--- Start of Supplied data ---
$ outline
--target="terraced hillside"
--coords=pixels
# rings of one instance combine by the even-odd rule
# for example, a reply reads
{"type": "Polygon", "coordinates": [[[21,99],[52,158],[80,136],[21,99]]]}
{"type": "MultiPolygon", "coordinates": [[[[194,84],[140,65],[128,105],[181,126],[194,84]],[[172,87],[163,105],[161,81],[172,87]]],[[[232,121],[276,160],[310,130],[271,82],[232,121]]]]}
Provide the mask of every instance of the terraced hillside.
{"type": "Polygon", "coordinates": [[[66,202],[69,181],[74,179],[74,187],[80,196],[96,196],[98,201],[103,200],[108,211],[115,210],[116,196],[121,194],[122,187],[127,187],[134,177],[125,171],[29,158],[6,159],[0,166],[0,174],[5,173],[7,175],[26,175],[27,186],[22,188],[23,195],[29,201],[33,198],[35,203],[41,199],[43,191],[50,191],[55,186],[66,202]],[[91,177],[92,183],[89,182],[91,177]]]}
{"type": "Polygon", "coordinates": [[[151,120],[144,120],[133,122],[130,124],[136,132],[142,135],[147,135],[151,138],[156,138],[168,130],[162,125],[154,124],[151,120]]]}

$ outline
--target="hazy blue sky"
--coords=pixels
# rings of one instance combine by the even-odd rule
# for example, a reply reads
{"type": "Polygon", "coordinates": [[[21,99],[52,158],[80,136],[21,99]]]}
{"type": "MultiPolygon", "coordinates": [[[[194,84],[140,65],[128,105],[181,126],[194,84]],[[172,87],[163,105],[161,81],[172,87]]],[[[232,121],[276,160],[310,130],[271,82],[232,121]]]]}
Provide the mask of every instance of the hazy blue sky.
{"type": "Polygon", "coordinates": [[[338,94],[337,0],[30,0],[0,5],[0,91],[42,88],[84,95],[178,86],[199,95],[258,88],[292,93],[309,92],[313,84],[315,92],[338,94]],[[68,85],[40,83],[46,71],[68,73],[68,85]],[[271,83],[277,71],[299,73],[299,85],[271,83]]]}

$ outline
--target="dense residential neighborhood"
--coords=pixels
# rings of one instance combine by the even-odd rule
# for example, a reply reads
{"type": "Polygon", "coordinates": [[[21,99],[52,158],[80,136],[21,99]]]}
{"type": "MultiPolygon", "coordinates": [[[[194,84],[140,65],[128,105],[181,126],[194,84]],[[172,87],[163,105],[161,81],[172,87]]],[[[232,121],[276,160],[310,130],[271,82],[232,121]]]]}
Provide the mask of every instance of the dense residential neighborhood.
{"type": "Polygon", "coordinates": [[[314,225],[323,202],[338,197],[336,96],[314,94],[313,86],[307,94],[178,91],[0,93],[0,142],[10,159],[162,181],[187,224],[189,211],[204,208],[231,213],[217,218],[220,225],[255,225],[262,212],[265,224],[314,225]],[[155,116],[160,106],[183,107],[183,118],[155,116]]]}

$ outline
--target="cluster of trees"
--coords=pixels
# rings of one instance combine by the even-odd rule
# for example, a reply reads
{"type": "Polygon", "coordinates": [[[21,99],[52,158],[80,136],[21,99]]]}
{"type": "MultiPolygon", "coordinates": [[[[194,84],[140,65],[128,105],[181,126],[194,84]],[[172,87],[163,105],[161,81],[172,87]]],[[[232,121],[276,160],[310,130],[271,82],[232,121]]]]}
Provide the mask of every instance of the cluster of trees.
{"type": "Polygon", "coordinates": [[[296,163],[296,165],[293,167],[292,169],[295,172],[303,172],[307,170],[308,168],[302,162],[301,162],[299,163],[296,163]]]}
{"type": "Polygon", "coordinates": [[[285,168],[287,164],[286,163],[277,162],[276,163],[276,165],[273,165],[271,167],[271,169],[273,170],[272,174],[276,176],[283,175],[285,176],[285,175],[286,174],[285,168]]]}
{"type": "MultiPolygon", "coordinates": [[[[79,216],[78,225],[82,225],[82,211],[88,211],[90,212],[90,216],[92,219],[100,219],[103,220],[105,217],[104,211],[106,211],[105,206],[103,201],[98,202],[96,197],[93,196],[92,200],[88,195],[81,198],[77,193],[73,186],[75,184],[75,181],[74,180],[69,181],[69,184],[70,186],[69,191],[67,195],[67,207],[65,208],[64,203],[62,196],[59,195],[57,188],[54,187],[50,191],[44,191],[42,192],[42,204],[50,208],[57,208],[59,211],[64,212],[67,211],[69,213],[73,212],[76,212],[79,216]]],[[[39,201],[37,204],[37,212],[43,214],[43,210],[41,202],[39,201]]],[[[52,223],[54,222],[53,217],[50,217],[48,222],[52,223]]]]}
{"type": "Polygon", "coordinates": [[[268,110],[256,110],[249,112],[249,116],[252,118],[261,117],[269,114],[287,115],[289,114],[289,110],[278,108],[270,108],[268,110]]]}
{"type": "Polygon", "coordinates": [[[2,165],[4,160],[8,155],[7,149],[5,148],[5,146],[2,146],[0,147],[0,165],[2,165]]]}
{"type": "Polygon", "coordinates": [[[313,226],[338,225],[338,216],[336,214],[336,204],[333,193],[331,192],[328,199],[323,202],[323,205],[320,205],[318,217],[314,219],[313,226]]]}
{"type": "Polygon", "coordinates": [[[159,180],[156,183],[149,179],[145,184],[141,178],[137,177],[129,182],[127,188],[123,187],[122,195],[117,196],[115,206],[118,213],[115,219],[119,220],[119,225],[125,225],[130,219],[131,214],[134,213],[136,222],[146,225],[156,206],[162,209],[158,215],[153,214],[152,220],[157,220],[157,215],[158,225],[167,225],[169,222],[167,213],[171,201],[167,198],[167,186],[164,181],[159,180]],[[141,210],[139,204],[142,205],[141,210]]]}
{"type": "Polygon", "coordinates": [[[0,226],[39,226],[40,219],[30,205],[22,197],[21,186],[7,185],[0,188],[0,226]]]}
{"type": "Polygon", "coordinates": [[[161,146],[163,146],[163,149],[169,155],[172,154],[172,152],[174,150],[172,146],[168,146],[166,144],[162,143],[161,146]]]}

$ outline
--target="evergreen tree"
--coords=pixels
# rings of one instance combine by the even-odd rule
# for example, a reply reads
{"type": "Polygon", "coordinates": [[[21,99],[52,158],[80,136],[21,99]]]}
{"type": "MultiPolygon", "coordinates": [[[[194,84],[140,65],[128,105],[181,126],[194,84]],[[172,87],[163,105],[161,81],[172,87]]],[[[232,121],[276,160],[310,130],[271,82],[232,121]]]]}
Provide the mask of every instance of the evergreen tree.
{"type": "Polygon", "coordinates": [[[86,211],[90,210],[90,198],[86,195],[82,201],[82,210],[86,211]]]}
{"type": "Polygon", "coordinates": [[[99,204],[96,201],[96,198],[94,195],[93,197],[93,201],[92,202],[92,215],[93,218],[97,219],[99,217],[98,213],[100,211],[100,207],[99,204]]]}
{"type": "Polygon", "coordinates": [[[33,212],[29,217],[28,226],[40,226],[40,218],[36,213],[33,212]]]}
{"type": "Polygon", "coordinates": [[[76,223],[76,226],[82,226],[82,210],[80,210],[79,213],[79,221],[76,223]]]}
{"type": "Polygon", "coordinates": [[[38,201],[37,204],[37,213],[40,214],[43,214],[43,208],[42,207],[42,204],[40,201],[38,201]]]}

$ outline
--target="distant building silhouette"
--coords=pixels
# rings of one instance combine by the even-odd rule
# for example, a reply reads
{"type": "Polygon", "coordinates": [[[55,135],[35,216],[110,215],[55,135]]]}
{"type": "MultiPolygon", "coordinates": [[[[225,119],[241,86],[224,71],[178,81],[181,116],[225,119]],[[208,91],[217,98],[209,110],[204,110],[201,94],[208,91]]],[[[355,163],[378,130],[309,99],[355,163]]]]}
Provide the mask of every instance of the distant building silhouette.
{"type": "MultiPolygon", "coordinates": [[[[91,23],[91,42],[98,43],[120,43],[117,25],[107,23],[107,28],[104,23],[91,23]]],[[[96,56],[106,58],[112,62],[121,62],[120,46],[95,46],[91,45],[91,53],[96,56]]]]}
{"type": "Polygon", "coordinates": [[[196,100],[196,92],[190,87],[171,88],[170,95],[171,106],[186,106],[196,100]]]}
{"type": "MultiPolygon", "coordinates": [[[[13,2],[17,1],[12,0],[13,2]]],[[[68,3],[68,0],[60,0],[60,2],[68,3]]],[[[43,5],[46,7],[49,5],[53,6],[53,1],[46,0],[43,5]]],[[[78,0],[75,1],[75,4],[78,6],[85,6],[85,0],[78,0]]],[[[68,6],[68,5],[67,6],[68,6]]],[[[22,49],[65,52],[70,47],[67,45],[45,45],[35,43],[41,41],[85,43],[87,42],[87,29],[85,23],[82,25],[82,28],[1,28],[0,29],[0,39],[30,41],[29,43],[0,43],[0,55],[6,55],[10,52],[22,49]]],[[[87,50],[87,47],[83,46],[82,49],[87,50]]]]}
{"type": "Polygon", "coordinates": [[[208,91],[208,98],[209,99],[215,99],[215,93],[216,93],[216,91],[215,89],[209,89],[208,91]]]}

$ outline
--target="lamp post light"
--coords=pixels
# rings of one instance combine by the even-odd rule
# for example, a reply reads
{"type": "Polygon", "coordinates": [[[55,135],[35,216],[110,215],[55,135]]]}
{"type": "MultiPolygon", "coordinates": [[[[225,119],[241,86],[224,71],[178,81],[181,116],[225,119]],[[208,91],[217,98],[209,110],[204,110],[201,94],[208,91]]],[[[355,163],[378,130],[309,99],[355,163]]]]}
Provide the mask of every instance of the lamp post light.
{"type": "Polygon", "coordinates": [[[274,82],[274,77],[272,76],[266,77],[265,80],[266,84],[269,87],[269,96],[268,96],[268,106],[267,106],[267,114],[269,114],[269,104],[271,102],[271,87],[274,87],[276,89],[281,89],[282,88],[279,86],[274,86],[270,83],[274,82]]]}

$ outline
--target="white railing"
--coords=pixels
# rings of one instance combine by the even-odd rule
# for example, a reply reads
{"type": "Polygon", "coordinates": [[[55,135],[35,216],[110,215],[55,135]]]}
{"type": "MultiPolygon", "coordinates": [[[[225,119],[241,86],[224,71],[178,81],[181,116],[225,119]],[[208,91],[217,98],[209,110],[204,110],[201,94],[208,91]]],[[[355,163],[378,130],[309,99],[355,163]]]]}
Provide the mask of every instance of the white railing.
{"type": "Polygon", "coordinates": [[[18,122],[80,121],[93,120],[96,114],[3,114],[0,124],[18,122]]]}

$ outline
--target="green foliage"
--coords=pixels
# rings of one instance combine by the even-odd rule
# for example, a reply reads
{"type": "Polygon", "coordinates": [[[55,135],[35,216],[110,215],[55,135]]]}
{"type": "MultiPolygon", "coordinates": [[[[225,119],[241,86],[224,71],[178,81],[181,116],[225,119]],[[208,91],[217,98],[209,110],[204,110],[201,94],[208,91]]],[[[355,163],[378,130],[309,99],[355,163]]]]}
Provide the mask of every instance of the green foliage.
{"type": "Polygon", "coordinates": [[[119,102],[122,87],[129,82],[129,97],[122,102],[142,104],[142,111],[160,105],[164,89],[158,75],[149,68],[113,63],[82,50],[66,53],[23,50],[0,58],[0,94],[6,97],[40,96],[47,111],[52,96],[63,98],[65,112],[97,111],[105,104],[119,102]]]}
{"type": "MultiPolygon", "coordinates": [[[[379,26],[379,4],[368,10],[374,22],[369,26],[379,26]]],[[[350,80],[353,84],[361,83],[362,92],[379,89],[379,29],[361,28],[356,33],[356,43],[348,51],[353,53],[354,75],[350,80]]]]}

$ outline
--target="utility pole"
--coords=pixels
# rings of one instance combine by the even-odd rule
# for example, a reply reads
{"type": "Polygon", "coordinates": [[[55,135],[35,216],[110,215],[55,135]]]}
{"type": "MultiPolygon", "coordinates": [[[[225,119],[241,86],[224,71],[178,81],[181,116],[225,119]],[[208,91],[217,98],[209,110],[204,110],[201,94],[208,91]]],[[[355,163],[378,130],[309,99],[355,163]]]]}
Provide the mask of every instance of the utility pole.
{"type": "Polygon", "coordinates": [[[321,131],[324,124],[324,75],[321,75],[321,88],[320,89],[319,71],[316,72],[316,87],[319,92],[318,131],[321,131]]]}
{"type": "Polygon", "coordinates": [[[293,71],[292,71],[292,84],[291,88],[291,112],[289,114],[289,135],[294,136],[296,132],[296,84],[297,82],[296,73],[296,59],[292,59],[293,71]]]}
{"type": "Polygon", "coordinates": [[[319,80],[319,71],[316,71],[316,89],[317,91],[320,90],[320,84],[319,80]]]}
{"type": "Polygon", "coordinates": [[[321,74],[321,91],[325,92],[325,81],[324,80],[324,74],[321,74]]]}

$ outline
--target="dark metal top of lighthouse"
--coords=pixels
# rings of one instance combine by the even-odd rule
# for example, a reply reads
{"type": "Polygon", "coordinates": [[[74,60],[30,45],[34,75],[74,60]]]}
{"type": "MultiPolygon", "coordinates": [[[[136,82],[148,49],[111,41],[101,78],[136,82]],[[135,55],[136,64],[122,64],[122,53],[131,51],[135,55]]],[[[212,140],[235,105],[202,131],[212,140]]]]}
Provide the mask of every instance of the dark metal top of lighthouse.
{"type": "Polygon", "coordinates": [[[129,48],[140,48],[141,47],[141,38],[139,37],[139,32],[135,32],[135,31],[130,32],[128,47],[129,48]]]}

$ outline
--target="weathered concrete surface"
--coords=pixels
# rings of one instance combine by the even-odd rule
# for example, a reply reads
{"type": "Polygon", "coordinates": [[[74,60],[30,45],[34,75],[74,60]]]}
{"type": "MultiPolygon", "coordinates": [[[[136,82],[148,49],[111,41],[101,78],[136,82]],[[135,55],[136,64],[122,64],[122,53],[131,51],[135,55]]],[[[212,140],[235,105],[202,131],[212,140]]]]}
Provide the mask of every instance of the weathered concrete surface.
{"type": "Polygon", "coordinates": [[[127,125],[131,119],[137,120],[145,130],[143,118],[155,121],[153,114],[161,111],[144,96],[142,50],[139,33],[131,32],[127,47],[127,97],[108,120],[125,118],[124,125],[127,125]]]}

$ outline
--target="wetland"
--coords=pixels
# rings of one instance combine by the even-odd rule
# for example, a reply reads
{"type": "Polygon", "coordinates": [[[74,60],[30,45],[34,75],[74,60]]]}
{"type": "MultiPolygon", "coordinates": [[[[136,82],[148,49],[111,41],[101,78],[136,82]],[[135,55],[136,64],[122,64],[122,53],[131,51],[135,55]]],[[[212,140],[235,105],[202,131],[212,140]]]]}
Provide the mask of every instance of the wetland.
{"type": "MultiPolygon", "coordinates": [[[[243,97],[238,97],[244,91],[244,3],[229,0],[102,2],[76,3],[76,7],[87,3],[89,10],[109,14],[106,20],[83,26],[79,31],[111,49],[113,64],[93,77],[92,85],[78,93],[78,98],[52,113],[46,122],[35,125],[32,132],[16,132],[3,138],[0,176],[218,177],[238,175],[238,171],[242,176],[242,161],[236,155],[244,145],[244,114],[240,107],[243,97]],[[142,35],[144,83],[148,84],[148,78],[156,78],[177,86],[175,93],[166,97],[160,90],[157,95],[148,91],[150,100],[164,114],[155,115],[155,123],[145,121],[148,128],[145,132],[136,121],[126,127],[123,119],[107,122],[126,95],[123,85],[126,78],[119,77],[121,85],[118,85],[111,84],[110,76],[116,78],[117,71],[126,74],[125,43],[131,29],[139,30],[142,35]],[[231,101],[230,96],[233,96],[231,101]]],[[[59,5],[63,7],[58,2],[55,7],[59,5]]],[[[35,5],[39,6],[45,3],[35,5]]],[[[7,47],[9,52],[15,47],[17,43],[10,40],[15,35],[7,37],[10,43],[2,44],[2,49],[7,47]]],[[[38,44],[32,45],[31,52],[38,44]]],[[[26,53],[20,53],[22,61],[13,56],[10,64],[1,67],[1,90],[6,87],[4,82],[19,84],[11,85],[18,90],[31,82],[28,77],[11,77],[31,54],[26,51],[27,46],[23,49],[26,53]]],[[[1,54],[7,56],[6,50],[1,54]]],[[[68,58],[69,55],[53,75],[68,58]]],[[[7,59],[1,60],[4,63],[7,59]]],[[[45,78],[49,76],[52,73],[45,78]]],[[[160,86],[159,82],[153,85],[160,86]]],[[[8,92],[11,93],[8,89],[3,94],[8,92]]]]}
--- End of Supplied data ---
● What is expected
Copy out each line of the listing above that contains the string "foliage", treating uppercase and lowercase as different.

● Answer to the problem
--target="green foliage"
Provide the mask of every instance of the green foliage.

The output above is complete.